Henry Clifton Sorby (10 May 1826 – 9 March 1908) was an English microscopist and geologist. His major contribution was the development of techniques for studying iron and steel with microscopes. This paved the way for the mass production of steel.

Biography
Sorby was born at Woodbourne, near Sheffield in Yorkshire, and attended Sheffield Collegiate School. He early on developed an interest in natural science. One of his first papers related to the excavation of valleys in Yorkshire. In 1847, when he was 21, his father died, leaving him a comfortable private income. He immediately established a scientific laboratory and workshop at his home. He subsequently dealt with the physical geography of former geological periods, with the wave-structure in certain stratified rocks, and the origin of slaty cleavage.

He took up the study of rocks and minerals under the microscope, and published an important memoir, "On the Microscopical Structure of Crystals", in 1858 (Quart. Journ. Geol. Soc.). In England, he was one of the pioneers in petrography; he was awarded the Wollaston medal by the Geological Society of London in 1869, and became its president. In his presidential addresses, Sorby gave the results of original research on the structure and origin of limestones and of non-calcareous stratified rocks (1879–1880).

In 1863, he used etching with acid to study the microscopic structure of iron and steel. Using this technique, he was the first in England to understand that a small but precise quantity of carbon gave steel its strength. This paved the way for Henry Bessemer and Robert Forester Mushet to develop the method for mass-producing steel. Due to this accomplishment, Sorby is known to modern metallurgists as the "father of metallography", with an award bearing his name being offered by the International Metallographic Society for lifetime achievement.
------------
- TASK GOAL:
Can you copy out the Sorby biography word for word, from "In 1863, he" to "for lifetime achievement."?

(Detection annotation lines)
------------
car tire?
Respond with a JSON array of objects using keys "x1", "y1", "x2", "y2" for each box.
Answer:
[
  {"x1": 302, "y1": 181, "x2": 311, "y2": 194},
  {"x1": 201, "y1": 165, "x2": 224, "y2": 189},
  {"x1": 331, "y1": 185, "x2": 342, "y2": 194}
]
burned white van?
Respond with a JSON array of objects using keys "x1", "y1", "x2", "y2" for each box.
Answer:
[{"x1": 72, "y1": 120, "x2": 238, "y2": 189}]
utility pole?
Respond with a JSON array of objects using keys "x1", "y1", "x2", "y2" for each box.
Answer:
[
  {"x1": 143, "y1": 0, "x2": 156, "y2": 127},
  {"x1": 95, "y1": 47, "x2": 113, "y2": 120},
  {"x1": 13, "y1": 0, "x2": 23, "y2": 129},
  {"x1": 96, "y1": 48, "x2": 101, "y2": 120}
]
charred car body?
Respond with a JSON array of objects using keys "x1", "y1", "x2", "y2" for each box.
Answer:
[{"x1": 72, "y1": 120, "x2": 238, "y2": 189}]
------------
- RESULT BELOW:
In 1863, he used etching with acid to study the microscopic structure of iron and steel. Using this technique, he was the first in England to understand that a small but precise quantity of carbon gave steel its strength. This paved the way for Henry Bessemer and Robert Forester Mushet to develop the method for mass-producing steel. Due to this accomplishment, Sorby is known to modern metallurgists as the "father of metallography", with an award bearing his name being offered by the International Metallographic Society for lifetime achievement.